--- BEGIN Records for the exercise ---

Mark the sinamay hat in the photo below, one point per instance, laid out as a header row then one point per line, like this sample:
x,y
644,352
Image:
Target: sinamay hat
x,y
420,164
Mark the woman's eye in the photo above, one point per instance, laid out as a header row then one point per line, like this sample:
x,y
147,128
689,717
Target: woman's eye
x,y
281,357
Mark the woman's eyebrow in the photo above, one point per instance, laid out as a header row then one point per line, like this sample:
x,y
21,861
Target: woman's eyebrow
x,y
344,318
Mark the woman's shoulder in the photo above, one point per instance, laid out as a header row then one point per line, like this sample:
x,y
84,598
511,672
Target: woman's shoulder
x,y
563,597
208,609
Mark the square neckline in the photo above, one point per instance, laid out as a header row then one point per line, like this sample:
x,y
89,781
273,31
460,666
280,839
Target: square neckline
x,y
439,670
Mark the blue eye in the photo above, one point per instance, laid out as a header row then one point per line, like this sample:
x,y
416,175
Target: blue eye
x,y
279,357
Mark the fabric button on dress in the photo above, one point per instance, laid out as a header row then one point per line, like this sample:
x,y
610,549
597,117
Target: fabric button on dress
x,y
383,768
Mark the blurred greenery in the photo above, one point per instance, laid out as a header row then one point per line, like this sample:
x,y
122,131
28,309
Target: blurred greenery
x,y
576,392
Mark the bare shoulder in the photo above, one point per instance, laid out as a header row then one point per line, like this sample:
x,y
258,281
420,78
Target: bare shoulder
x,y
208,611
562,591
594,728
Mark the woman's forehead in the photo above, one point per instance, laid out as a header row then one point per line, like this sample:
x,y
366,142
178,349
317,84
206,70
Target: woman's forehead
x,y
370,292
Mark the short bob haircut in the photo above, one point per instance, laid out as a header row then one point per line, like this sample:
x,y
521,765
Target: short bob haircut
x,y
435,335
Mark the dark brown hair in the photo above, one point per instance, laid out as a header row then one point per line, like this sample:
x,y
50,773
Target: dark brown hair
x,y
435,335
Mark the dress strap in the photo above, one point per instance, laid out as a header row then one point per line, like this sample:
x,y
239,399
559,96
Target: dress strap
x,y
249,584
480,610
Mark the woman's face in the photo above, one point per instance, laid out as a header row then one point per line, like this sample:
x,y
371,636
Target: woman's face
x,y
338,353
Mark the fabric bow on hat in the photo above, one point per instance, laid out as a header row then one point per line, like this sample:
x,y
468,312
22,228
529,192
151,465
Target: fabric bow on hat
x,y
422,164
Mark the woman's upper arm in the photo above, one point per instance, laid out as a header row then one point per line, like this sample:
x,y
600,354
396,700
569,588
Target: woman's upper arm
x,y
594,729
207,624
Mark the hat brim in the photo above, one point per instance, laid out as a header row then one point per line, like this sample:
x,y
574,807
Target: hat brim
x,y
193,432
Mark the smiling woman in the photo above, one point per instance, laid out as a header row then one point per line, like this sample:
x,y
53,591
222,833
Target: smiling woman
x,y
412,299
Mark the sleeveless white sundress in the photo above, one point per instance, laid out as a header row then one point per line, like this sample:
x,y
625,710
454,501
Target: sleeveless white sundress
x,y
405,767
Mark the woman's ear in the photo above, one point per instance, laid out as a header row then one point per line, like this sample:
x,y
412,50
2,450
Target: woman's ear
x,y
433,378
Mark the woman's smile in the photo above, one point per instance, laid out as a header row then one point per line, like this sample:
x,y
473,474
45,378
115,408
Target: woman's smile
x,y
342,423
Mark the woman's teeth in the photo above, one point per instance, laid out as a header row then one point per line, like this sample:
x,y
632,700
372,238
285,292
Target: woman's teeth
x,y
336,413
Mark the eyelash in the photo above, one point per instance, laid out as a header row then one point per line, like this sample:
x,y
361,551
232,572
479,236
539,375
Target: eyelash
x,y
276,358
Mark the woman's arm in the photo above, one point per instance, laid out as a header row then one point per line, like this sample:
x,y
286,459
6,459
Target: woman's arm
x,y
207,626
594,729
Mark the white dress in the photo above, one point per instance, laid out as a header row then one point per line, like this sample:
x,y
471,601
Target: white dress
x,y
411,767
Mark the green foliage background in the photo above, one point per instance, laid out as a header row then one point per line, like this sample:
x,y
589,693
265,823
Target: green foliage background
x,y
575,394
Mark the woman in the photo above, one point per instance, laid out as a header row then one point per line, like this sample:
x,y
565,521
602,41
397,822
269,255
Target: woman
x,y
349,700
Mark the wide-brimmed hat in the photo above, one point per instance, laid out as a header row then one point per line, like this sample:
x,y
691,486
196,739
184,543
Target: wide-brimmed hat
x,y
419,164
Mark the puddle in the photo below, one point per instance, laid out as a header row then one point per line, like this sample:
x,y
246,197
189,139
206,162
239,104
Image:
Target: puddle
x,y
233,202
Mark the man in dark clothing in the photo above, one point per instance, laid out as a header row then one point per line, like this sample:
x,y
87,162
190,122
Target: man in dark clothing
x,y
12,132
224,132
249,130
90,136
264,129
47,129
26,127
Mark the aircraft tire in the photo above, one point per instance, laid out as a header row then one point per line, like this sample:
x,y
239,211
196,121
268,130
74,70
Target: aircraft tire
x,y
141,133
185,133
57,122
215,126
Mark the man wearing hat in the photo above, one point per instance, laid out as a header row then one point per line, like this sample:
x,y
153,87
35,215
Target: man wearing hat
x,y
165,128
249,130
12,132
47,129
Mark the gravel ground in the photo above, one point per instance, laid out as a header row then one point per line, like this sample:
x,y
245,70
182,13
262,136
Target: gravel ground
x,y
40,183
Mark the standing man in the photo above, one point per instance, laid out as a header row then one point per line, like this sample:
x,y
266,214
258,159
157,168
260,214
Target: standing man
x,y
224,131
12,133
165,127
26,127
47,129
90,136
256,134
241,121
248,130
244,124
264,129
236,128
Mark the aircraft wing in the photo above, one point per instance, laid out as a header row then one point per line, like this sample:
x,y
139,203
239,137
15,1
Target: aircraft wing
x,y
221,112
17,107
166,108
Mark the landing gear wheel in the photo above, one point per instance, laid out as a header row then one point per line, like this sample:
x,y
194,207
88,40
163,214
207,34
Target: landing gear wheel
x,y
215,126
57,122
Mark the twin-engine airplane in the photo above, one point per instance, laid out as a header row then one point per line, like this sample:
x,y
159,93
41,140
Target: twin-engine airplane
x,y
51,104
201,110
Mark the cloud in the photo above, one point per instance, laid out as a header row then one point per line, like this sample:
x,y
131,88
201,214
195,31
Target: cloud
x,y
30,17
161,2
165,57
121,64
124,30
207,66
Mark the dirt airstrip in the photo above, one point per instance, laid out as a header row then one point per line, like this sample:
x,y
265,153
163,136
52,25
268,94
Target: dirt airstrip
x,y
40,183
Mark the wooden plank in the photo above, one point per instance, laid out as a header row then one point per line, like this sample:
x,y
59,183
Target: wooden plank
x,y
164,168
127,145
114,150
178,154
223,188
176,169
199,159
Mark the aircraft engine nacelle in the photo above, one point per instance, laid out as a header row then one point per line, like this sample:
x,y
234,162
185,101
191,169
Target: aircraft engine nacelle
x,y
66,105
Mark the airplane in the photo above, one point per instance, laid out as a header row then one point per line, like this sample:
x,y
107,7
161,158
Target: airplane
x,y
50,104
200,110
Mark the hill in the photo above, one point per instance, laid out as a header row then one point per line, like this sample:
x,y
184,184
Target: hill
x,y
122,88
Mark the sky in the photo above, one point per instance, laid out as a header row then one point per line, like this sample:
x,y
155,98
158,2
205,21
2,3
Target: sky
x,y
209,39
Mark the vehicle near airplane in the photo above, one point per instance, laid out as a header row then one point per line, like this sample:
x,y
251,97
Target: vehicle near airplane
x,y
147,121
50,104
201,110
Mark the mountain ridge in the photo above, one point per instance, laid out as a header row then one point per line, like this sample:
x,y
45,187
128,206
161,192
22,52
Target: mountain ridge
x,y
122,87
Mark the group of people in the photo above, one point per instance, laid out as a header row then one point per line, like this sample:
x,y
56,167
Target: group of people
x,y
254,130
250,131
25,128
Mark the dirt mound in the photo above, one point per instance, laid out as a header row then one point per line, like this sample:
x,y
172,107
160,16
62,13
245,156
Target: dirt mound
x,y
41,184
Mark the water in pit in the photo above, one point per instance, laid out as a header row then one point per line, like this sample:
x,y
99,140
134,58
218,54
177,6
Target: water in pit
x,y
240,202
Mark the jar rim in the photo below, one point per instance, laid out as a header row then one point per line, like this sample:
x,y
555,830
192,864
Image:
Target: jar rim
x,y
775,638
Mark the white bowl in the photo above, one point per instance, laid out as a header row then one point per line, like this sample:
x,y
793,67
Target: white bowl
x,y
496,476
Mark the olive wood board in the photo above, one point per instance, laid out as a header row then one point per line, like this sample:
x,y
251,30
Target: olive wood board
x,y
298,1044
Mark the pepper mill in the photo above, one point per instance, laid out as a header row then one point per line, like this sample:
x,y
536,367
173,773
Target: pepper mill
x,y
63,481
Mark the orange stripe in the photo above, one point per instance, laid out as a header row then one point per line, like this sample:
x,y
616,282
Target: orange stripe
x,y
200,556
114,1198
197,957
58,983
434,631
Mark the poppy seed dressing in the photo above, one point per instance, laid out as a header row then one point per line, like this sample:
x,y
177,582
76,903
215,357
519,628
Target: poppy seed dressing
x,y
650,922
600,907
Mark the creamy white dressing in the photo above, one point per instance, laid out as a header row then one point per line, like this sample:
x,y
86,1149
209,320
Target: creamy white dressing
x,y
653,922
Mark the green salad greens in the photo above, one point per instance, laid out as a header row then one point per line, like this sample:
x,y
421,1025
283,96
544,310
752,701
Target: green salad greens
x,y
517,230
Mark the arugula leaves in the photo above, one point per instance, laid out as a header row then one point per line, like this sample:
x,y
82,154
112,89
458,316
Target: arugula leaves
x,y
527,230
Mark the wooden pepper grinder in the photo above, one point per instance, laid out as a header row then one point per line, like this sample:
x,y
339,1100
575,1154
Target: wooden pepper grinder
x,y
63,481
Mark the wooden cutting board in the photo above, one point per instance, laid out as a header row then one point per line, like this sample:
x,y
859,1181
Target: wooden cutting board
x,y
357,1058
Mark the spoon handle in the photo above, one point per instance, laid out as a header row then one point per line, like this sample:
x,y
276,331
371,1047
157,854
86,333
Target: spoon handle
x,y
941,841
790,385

--- END Records for the exercise ---

Please lay out the lines as a Markdown table with columns No. and Line, one numbered row per line and blank lines left out. Start with the line that contains "Mark the wooden cutting" and go on through the end of the items.

| No. | Line |
|---|---|
| 1 | Mark the wooden cutting board in the photo above, one point per instance, laid out as a header row then one point per line, like this sample: |
| 2 | x,y |
| 3 | 859,1181 |
| 4 | Target: wooden cutting board |
| 5 | x,y |
| 6 | 357,1058 |
| 7 | Mark the spoon handle in the photo above, one point per instance, laid out as a header row then one point per line, like this sample: |
| 8 | x,y |
| 9 | 276,331 |
| 10 | 371,1047 |
| 11 | 157,854 |
| 12 | 86,333 |
| 13 | Target: spoon handle |
| 14 | x,y |
| 15 | 941,841 |
| 16 | 790,385 |